Assigned task — What follows is a set of records; give them all back exactly.
Top of Data to examine
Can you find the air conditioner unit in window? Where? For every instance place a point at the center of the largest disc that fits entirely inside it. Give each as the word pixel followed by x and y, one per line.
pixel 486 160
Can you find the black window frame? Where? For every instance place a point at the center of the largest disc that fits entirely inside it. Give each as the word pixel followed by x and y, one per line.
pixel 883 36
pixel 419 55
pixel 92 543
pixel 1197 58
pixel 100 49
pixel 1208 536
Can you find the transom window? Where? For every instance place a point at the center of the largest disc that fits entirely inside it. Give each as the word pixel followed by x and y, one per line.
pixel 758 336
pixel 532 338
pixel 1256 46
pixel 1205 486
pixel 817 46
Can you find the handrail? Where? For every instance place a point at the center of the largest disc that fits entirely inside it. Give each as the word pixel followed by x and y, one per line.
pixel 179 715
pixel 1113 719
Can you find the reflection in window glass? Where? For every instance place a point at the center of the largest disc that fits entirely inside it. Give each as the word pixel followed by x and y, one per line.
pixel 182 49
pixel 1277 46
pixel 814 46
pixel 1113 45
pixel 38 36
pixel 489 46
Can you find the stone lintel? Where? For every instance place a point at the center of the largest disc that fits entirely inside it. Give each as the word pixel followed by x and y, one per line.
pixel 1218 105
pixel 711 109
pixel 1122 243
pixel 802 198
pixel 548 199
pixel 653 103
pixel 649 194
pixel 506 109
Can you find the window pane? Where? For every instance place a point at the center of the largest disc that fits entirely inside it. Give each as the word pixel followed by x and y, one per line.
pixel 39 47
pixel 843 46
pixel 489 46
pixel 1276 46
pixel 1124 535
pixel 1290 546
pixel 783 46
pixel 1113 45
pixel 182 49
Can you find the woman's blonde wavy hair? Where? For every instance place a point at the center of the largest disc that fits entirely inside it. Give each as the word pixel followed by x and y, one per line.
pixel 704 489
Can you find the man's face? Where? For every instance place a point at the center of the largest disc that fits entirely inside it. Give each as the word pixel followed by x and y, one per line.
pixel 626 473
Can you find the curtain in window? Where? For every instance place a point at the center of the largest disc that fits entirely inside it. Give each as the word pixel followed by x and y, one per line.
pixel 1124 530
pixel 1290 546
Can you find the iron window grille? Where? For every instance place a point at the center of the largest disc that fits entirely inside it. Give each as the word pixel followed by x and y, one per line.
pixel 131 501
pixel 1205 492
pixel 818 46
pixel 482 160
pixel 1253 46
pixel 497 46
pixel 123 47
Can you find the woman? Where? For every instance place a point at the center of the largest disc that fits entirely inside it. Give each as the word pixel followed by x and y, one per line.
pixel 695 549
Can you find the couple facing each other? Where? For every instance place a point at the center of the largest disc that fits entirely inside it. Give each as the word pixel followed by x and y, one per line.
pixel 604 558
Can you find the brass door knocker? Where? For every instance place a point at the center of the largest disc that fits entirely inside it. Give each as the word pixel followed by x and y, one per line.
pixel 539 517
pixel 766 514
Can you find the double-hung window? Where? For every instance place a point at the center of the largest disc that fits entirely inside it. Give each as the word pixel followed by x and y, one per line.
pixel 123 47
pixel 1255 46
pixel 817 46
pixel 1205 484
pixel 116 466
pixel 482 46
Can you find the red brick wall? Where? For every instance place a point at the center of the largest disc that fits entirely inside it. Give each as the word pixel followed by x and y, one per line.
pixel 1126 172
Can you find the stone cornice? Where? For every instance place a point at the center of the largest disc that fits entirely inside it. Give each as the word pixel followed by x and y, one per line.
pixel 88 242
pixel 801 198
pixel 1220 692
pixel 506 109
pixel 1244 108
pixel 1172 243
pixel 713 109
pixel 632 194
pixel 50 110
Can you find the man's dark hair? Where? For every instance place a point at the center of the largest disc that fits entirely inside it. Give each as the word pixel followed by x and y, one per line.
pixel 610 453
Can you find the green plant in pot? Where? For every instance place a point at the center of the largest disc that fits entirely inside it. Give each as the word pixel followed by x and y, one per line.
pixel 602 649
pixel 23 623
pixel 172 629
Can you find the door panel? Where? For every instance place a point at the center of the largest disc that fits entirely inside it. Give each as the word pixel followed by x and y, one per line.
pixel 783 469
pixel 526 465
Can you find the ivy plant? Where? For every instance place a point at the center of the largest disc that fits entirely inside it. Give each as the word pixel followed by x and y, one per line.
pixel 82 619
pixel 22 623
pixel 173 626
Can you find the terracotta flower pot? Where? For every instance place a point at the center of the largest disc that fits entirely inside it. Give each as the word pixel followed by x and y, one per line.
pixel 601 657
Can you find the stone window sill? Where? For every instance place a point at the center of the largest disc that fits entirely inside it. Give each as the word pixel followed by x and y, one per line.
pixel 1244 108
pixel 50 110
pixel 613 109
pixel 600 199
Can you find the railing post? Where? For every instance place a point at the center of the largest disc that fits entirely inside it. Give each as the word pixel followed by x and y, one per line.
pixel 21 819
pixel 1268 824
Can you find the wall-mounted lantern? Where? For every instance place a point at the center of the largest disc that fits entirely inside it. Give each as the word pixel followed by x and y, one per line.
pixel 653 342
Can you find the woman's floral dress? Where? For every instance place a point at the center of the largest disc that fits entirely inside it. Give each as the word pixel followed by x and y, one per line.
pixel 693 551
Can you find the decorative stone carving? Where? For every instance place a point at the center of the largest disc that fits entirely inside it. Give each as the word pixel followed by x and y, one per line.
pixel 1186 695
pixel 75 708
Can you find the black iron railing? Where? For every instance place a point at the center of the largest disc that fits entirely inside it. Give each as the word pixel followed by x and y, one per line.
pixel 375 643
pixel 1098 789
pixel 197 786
Bottom of Data to examine
Result of the exercise —
Can you find the air conditioner unit in window? Where? For every instance place a point at the center of the largest disc that fits entirely inside it. Give each as the word pixel followed by x and y, one per line.
pixel 486 160
Can you find the black window frame? Where? For every instance place a point at the center of the largest disc that fits entirely inside it. Give each as the word pixel followed by x and y, one per line.
pixel 883 36
pixel 419 55
pixel 92 543
pixel 1197 58
pixel 100 49
pixel 1208 536
Can you find the transom window? Where? For every instance place a point at the center of the largest disc that fits entirely inside it. Give each as the word pixel followed by x and y, one per line.
pixel 758 336
pixel 532 338
pixel 1256 46
pixel 1205 486
pixel 817 46
Can you find the handrail? Where? For every instance place a point at the center of the largest disc that fits entirely inside it. Give each as the word pixel followed by x and y, one per line.
pixel 179 715
pixel 1113 719
Can you find the reflection in window glass? Where? For every instance place a point at the center of the largest disc that fits entirely inside it. Give each as the word pixel followed by x and y, one per line.
pixel 182 49
pixel 1277 46
pixel 814 46
pixel 1113 45
pixel 38 36
pixel 489 46
Can you find the stone lintel? Where? For every instance place a point at the center of the largest disc that fits entirely inside it. Give each as the word pixel followed by x and y, one per line.
pixel 1218 105
pixel 711 109
pixel 1122 243
pixel 802 198
pixel 548 199
pixel 653 103
pixel 649 194
pixel 506 109
Can you find the window pane? Where? For every instance place a point at the center of the largest disc that fits entirely inside it. Give each as the word pixel followed by x and y, one per line.
pixel 39 47
pixel 843 46
pixel 489 46
pixel 1276 46
pixel 1124 535
pixel 1290 546
pixel 783 46
pixel 1113 45
pixel 182 49
Can you find the woman's blonde wavy hair? Where? For every instance place a point at the center of the largest disc that fits entirely inside it. Give each as the word pixel followed by x and y, one per line.
pixel 704 489
Can you find the man's face? Where? For every instance place a point at the center of the largest disc that fits entirely inside it. Give each as the word pixel followed by x and y, one per line.
pixel 626 473
Can you find the curtain in window? Where? For every instance place a point at the center of the largest disc that fits entirely inside it. Give each as the word pixel followed by x and y, one per line.
pixel 1124 530
pixel 1290 546
Can you find the iron window grille? Where? For every instance place a point at the center of the largest disc that fits entirely inside it. Give each as the word pixel followed by x and y, one per line.
pixel 131 501
pixel 1205 492
pixel 818 46
pixel 482 160
pixel 1253 46
pixel 497 46
pixel 123 47
Can you find the woman? Where? For every instance place a point at the center of the largest disc that fits entirely inside it. Give each as the word pixel followed by x and y, one per line.
pixel 695 549
Can you find the couple facing each other? Where? For every instance place a point at the center of the largest disc that fits entirely inside it. Give each as the word pixel followed by x and y, one per line.
pixel 604 558
Can you find the brass door knocker? Where? For every instance place a point at the center of the largest disc that fits entirely inside it. Give each as the word pixel followed by x and y, one per line.
pixel 539 517
pixel 766 514
Can you find the double-hung window? Where? For every instance place a point at the center of the largest disc that fits entirely inside it. Give each as the word pixel followed by x and y, one per line.
pixel 123 47
pixel 1255 46
pixel 817 46
pixel 1205 484
pixel 116 466
pixel 482 46
Can you find the red brick wall? Where? For every instance place a point at the center of the largest disc that fits entirely inside it. Give each as the word pixel followed by x and y, one per line.
pixel 1126 172
Can you find the stone cornice? Where? For every instance place a point at the center of the largest disc that fits entirely inside it. Give each as the word pixel followed by x and y, one per line.
pixel 88 242
pixel 801 198
pixel 1220 692
pixel 506 109
pixel 1244 108
pixel 1172 243
pixel 713 109
pixel 632 194
pixel 50 110
Can you find the man's dark hair? Where? For every instance place a point at the center of the largest disc that fits entirely inside it. Give each as the word pixel followed by x and y, one per line.
pixel 610 453
Can you find the green plant in pot? Where? For every instance place a point at the center of the largest disc that fits entirely inside it. Give each as the word pixel followed by x and y, one per line.
pixel 602 649
pixel 23 623
pixel 172 629
Can you find the door panel? Where? For every instance place a point at the center of the largest disc that fits entirely inside it. Give each as the word pixel followed by x and y, one per line.
pixel 783 469
pixel 526 465
Can you find the ivy plant? Where? For every instance place a point at the center of the largest disc that fits entirely inside it. Give each as the word pixel followed by x and y, one per line.
pixel 82 619
pixel 22 623
pixel 173 626
Can you find the terracotta flower pot? Where? For every instance place a point at the center of the largest disc that fits entirely inside it. Give each as the word pixel followed by x and y, one per line.
pixel 601 657
Can you find the stone window sill? Where? For every instance place a point at the center of the largest disc that fits entirely inside it. Give each as the word pixel followed by x and y, one per line.
pixel 1244 108
pixel 50 110
pixel 613 109
pixel 600 199
Can you find the railing post? Where? For every instance place a point at the center of the largest disc that fits entirely inside it. Give each as the word pixel followed by x and y, one per line.
pixel 21 819
pixel 1268 824
Can you find the wall-mounted lantern? Where? For every instance place a point at the center of the largest disc that fits entirely inside it. Give each as the word pixel followed by x and y, one per line.
pixel 653 342
Can you find the woman's floral dress? Where? For every instance place a point at the center of the largest disc that fits entirely inside it. Give each as the word pixel followed by x and y, one per line.
pixel 693 551
Can you find the decorative stone carving? Where? For every instance place a point at the center of the largest disc that fits entirely inside it. Give each as the word pixel followed by x and y, one per line.
pixel 1186 695
pixel 75 708
Can you find the black iron railing? Where? For every instance place a point at the center of the largest disc that fits entirely inside it. Give each as the word pixel followed by x and y, one per line.
pixel 375 643
pixel 1098 789
pixel 197 786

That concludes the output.